━━━━━ SUPPLIED DATA ━━━━━
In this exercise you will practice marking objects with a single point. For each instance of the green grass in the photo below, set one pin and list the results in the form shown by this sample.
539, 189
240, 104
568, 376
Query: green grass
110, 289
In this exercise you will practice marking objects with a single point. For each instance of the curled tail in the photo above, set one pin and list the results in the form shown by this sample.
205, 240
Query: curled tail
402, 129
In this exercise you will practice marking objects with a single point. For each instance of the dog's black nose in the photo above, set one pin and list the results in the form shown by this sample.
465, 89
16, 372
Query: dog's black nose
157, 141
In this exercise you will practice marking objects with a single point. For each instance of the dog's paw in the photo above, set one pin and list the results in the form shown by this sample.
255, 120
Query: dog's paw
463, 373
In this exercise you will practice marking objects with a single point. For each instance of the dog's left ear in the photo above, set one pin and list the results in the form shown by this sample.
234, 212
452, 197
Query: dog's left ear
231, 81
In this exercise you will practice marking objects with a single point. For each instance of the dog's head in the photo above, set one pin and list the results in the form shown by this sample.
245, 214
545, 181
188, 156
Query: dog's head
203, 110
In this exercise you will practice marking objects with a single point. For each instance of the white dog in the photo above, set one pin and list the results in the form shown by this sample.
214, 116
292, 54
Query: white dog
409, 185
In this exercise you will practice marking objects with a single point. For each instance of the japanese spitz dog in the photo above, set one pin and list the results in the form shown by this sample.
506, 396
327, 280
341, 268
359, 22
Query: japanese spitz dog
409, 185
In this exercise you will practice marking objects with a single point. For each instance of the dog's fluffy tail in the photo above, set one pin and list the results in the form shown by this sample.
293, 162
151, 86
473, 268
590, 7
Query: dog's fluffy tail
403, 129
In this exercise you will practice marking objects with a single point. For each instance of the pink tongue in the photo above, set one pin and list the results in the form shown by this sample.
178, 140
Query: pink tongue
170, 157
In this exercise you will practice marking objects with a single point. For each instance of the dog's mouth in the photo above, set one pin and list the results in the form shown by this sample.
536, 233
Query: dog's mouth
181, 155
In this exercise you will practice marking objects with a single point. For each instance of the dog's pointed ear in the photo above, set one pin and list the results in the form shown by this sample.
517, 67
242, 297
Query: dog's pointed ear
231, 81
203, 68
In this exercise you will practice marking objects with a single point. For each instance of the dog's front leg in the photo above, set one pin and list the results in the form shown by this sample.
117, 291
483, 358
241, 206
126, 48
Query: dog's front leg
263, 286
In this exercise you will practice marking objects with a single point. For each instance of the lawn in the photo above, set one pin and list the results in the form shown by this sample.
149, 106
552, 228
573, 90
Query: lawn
━━━━━
### [TO DO]
Find out how many lines above hold "lawn". Write only the number.

### [SOLUTION TO THIS PROBLEM]
2